**SOURCE TEXT**
━━━━━━━━━━

Let's be sure the HOSTS file isn't being blocked.

Download the *HostsXpert 4.2 - Hosts File Manager*.

Unzip HostsXpert 4.2 - Hosts File Manager to a convenient folder such as C:\HostsXpert 4.2 - Hosts File Manager
Run HostsXpert 4.2 - Hosts File Manager from its new home
Click on "File Handling".
Click on "Restore MS Hosts File".
Click OK on the Confirmation box.
Click on "Make Read Only?"
Click the X to exit the program.
Note: If you were using a custom Hosts file you will need to replace any of those entries yourself.

- OR -

Reset the HOSTS file: http://support.microsoft.com/kb/972034/en-us


----------



## gloz (Apr 22, 2010)

I reset the hosts file using microsoft fixit, and restarted, no luck so far

Thanks


----------



## Cheeseball81 (Mar 3, 2004)

Happens in both IE and Firefox right?

Go to Control Panel. - If you are using Windows XP's Category View, select the Network and Internet Connections category. If you are in Classic View, go to the next step.

Double-click the *Network Connections* icon
Right-click the *Local Area Connection* icon and select *Properties*.
Higlight *Internet Protocol (TCP/IP)* and click the *Properties* button.
Be sure *Obtain DNS server address automatically* is selected.
*OK* your way out.

Go to Start > Run and type in *cmd*
Click OK.
This will open a command prompt.
Type or copy and paste the following line in the command window:

*ipconfig /flushdns*

Hit Enter.
Exit the command window.


----------



## gloz (Apr 22, 2010)

Yep it occurs for both firefox and IE. The error msg that comes up is 'internet explorer cannot display the webpage'

All connections had obtain dns automatically selected.

━━━━━━━━━━

**RECORD EXTRACTS**
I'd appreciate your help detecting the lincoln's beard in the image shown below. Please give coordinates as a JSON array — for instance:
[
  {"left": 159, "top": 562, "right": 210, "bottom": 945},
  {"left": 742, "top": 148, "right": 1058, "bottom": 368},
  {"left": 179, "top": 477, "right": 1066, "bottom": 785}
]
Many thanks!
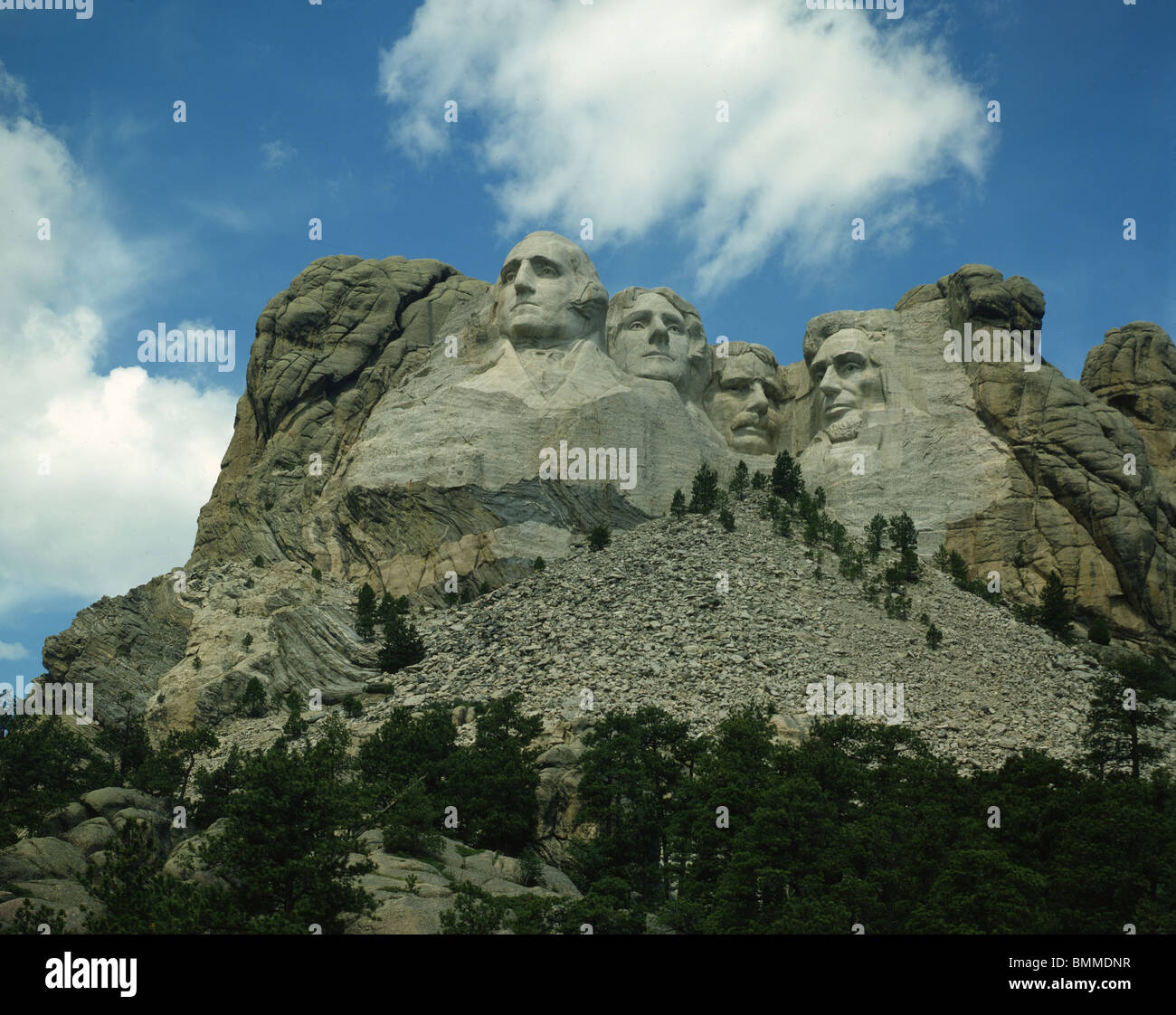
[{"left": 824, "top": 409, "right": 862, "bottom": 444}]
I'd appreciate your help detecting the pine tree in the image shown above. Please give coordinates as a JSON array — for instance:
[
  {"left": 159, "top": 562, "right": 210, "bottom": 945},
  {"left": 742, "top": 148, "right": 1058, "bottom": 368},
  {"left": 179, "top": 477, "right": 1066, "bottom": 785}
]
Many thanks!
[
  {"left": 356, "top": 583, "right": 375, "bottom": 641},
  {"left": 236, "top": 677, "right": 270, "bottom": 718},
  {"left": 887, "top": 512, "right": 918, "bottom": 553},
  {"left": 866, "top": 514, "right": 886, "bottom": 560},
  {"left": 1038, "top": 571, "right": 1074, "bottom": 640},
  {"left": 1082, "top": 663, "right": 1160, "bottom": 779},
  {"left": 772, "top": 451, "right": 804, "bottom": 505}
]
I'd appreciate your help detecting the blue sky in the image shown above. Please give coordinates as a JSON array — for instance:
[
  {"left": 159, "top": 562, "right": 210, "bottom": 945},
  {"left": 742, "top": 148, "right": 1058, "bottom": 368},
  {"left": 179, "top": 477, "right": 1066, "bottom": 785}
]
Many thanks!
[{"left": 0, "top": 0, "right": 1176, "bottom": 679}]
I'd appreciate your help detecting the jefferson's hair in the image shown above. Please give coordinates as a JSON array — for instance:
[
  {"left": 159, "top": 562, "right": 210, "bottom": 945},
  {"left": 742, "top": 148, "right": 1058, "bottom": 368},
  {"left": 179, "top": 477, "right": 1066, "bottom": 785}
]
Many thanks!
[{"left": 488, "top": 230, "right": 608, "bottom": 334}]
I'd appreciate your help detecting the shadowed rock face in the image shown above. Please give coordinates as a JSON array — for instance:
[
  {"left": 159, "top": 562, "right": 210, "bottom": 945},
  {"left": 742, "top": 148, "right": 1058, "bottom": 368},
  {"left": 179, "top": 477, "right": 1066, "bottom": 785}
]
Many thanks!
[
  {"left": 606, "top": 286, "right": 712, "bottom": 404},
  {"left": 785, "top": 265, "right": 1176, "bottom": 638},
  {"left": 1082, "top": 321, "right": 1176, "bottom": 482},
  {"left": 706, "top": 342, "right": 783, "bottom": 456}
]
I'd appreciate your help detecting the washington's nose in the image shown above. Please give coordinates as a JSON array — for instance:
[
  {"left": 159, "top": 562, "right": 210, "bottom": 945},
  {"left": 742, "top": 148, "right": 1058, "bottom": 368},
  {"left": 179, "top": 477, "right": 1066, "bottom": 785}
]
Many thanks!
[{"left": 745, "top": 384, "right": 768, "bottom": 413}]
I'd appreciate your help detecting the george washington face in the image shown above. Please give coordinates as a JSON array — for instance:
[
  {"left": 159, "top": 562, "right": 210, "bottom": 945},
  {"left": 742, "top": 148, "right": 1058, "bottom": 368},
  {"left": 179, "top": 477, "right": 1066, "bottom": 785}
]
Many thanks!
[
  {"left": 609, "top": 293, "right": 690, "bottom": 391},
  {"left": 707, "top": 349, "right": 782, "bottom": 455},
  {"left": 494, "top": 232, "right": 607, "bottom": 348}
]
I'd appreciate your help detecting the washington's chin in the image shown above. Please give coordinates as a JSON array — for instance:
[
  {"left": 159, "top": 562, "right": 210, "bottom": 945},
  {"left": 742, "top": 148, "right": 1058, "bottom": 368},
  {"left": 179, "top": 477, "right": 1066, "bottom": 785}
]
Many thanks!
[
  {"left": 631, "top": 361, "right": 682, "bottom": 384},
  {"left": 824, "top": 409, "right": 862, "bottom": 444}
]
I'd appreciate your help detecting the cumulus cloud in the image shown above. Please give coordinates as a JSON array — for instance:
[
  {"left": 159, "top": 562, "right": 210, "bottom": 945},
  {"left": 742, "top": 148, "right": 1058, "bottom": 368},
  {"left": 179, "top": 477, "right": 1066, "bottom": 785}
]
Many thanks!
[
  {"left": 381, "top": 0, "right": 989, "bottom": 290},
  {"left": 261, "top": 140, "right": 298, "bottom": 169},
  {"left": 0, "top": 68, "right": 234, "bottom": 621}
]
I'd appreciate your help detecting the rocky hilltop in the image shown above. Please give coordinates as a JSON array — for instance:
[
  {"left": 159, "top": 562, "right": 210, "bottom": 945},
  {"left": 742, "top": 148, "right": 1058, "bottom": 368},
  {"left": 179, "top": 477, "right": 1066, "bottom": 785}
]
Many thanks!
[
  {"left": 11, "top": 491, "right": 1176, "bottom": 933},
  {"left": 43, "top": 232, "right": 1176, "bottom": 728}
]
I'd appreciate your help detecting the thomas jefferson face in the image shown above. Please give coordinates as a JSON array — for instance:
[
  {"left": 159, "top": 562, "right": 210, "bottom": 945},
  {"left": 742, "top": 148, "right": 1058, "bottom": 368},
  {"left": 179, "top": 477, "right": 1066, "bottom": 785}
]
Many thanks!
[
  {"left": 495, "top": 232, "right": 591, "bottom": 347},
  {"left": 612, "top": 293, "right": 690, "bottom": 389},
  {"left": 809, "top": 328, "right": 886, "bottom": 443},
  {"left": 707, "top": 353, "right": 782, "bottom": 455}
]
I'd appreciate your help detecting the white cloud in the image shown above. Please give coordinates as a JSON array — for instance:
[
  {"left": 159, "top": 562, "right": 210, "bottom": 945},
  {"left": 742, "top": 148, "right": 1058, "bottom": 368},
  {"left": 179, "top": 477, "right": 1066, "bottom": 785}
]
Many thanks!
[
  {"left": 261, "top": 140, "right": 298, "bottom": 169},
  {"left": 381, "top": 0, "right": 991, "bottom": 289},
  {"left": 184, "top": 197, "right": 253, "bottom": 232},
  {"left": 0, "top": 641, "right": 28, "bottom": 662},
  {"left": 0, "top": 67, "right": 235, "bottom": 621}
]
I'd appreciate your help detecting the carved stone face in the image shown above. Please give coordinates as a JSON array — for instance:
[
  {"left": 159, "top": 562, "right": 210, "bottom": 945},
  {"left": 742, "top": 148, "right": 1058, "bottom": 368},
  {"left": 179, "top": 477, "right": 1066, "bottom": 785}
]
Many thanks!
[
  {"left": 707, "top": 353, "right": 782, "bottom": 455},
  {"left": 809, "top": 328, "right": 886, "bottom": 443},
  {"left": 495, "top": 232, "right": 599, "bottom": 348},
  {"left": 612, "top": 293, "right": 690, "bottom": 391}
]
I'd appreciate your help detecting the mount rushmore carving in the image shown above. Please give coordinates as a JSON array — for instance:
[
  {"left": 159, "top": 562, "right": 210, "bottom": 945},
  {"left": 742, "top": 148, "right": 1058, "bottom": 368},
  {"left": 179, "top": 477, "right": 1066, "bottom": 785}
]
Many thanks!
[{"left": 43, "top": 232, "right": 1176, "bottom": 714}]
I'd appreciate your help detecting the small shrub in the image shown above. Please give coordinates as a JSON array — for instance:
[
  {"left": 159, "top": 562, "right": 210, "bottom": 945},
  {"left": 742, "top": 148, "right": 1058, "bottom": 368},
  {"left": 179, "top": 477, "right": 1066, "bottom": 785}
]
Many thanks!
[
  {"left": 1086, "top": 616, "right": 1110, "bottom": 644},
  {"left": 726, "top": 459, "right": 749, "bottom": 500},
  {"left": 690, "top": 465, "right": 718, "bottom": 514},
  {"left": 588, "top": 525, "right": 612, "bottom": 550}
]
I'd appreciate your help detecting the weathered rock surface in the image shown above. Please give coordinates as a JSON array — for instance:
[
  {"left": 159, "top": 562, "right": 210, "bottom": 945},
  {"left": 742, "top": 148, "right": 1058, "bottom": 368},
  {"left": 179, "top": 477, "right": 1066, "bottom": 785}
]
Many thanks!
[
  {"left": 43, "top": 256, "right": 1176, "bottom": 729},
  {"left": 1082, "top": 321, "right": 1176, "bottom": 482}
]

━━━━━━━━━━

Answer these questions from the troubleshooting thread:
1. Which program does the thread recommend downloading to manage the HOSTS file?
2. What line is to be typed into the command window?
3. What error message does gloz report seeing?
Answer using only the troubleshooting thread.

**YOUR RESPONSE**
1. HostsXpert 4.2 - Hosts File Manager
2. ipconfig /flushdns
3. 'internet explorer cannot display the webpage'